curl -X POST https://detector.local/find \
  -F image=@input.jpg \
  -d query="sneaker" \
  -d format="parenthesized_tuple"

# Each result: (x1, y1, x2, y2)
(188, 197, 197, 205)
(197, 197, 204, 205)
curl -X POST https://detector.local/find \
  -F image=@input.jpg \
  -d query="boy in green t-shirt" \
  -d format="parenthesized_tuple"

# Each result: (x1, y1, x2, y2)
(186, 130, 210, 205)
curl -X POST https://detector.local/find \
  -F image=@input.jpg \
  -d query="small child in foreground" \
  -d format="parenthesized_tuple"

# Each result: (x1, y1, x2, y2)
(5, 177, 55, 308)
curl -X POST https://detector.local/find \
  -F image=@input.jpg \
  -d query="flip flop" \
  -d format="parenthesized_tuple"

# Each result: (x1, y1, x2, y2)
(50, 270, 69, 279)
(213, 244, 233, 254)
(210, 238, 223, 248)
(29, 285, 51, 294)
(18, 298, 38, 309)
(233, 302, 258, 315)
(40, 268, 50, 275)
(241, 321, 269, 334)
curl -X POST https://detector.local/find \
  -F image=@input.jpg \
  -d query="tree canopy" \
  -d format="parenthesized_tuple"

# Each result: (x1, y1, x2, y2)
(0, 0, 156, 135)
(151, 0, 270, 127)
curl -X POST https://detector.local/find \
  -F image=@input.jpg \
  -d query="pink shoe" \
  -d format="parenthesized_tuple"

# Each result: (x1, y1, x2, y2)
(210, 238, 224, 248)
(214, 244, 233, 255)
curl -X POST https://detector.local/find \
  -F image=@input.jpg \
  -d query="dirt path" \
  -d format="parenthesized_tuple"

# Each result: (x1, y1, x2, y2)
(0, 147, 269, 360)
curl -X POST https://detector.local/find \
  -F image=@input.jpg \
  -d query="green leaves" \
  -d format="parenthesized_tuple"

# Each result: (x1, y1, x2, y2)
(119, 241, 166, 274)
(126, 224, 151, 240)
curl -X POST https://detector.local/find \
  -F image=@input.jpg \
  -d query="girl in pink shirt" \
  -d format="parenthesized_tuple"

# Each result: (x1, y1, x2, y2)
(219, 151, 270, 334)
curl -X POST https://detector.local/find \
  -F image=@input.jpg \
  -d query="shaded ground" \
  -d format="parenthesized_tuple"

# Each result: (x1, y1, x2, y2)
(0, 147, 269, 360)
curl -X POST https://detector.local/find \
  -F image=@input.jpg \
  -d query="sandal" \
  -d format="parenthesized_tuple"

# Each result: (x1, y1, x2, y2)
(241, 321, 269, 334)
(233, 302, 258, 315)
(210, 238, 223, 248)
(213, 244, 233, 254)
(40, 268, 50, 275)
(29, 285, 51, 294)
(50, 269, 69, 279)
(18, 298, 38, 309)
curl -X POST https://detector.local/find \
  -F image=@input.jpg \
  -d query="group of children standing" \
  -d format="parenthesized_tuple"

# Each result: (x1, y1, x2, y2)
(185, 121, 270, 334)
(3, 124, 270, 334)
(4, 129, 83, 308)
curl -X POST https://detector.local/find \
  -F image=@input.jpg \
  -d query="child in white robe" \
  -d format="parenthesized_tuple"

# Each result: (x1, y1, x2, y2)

++++++++++++++++++++

* Try it: Each record shown above is to be given again exactly.

* Solution below:
curl -X POST https://detector.local/find \
  -F image=@input.jpg \
  -d query="sneaker" \
  -d format="parenthesized_tuple"

# Each result: (x1, y1, x2, y2)
(188, 197, 197, 205)
(197, 197, 204, 205)
curl -X POST https://detector.local/find \
  -F image=@input.jpg \
  -d query="boy in green t-shirt" \
  -d format="parenthesized_tuple"

# Each result: (x1, y1, x2, y2)
(186, 130, 210, 205)
curl -X POST https://detector.local/find \
  -F image=@input.jpg \
  -d query="small child in foreground" \
  -d format="parenthesized_tuple"

# Each result: (x1, y1, x2, y2)
(5, 177, 55, 308)
curl -X POST https://detector.local/find \
  -F image=@input.jpg \
  -d query="flip flop" \
  -d format="parenthesized_tuple"

# Each result: (x1, y1, x2, y2)
(50, 270, 69, 279)
(213, 244, 233, 254)
(210, 238, 223, 248)
(29, 285, 51, 294)
(18, 298, 38, 309)
(233, 302, 258, 315)
(40, 268, 50, 275)
(241, 321, 269, 334)
curl -X POST https://detector.local/find \
  -F image=@input.jpg \
  -d query="tree canopy" \
  -d format="parenthesized_tuple"

# Each result: (x1, y1, x2, y2)
(0, 0, 156, 135)
(151, 0, 270, 127)
curl -X POST https://detector.local/find \
  -F image=@input.jpg \
  -d query="pink shoe" \
  -d format="parenthesized_tuple"

# Each result: (x1, y1, x2, y2)
(210, 238, 224, 248)
(214, 244, 233, 255)
curl -X POST https://detector.local/find \
  -F image=@input.jpg \
  -d query="dirt path" \
  -d format="parenthesized_tuple"

# Each result: (x1, y1, x2, y2)
(0, 147, 269, 360)
curl -X POST https://detector.local/find \
  -F image=@input.jpg \
  -d query="green leaves" \
  -d format="parenthesized_tuple"

# Each result: (x1, y1, x2, y2)
(119, 241, 166, 274)
(126, 224, 151, 240)
curl -X POST https://detector.local/find \
  -F image=@input.jpg \
  -d query="girl in pink shirt" \
  -d format="parenthesized_tuple"

# Each result: (x1, y1, x2, y2)
(219, 151, 270, 334)
curl -X POST https://detector.local/find \
  -F image=@input.jpg \
  -d query="shaded ground" \
  -d format="parenthesized_tuple"

# Each result: (x1, y1, x2, y2)
(0, 147, 269, 360)
curl -X POST https://detector.local/find \
  -F image=@input.jpg \
  -d query="sandal" \
  -d format="parenthesized_tuple"

# Each result: (x1, y1, x2, y2)
(241, 321, 269, 334)
(233, 302, 258, 315)
(210, 238, 223, 248)
(213, 244, 233, 254)
(40, 268, 50, 275)
(29, 285, 51, 294)
(50, 269, 69, 279)
(18, 298, 38, 309)
curl -X POST https://detector.local/find \
  -F image=@input.jpg \
  -d query="group of children standing" \
  -d format="parenthesized_tuple"

# Each result: (x1, y1, x2, y2)
(185, 121, 270, 334)
(3, 124, 270, 334)
(4, 129, 83, 308)
curl -X POST https://detector.local/find \
  -F image=@input.jpg \
  -d query="child in white robe" \
  -d format="parenthesized_tuple"

# Each result: (x1, y1, x2, y2)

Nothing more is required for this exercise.